------ Records for the exercise ------

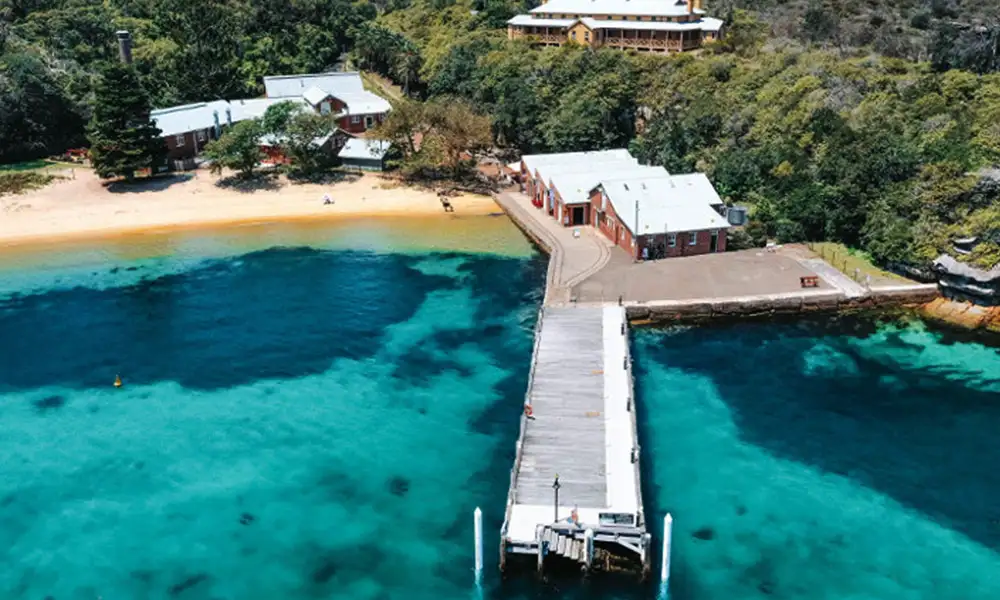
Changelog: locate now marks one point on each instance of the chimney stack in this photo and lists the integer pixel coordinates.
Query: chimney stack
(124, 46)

------
------ Records for the exercise ------

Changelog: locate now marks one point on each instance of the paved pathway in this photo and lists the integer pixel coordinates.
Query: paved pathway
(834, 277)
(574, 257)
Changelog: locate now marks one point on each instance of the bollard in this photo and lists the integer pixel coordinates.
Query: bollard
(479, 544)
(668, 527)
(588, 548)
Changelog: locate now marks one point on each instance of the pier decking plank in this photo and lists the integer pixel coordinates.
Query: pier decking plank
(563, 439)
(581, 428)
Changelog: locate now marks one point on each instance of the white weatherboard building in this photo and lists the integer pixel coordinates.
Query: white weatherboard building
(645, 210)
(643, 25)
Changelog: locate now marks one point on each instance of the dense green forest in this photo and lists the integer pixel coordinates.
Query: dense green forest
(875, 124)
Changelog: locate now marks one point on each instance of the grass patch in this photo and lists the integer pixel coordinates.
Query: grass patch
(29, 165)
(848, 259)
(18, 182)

------
------ Records for the exercise ------

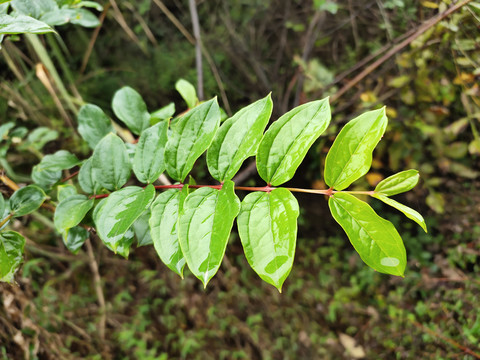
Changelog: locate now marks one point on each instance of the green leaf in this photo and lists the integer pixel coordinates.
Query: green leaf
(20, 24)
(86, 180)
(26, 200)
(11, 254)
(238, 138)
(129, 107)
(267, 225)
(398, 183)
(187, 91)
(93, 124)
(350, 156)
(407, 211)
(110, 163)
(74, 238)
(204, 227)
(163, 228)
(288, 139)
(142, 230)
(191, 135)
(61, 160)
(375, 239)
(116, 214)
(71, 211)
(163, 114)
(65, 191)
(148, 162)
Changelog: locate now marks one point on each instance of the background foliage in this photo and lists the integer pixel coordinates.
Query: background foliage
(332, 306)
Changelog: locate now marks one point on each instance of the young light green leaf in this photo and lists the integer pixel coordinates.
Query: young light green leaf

------

**Required work**
Copy the rows word for word, starting at the line that contains "of the green" and ending at the line that contains "Query: young light green leaf", including both of those lines.

**Written solution**
Changelog: locate now marks one point on each instance of the green leaf in this photo and lists the integer pixel coordinates.
Query: green leaf
(20, 24)
(86, 180)
(26, 200)
(11, 254)
(238, 138)
(129, 107)
(267, 225)
(398, 183)
(187, 91)
(93, 124)
(350, 156)
(407, 211)
(110, 163)
(74, 238)
(204, 227)
(163, 228)
(288, 139)
(142, 230)
(191, 135)
(61, 160)
(375, 239)
(116, 214)
(71, 211)
(163, 114)
(65, 191)
(148, 162)
Changelog: locate now marks one point on each instance of the background foliage in this photo and lists the integer pixel coordinates.
Query: background foliage
(332, 306)
Changelog: locate now marks one point on each instance of the young light green leaf in this photo and lists the integer pixel coordinates.
Query: young light green leaf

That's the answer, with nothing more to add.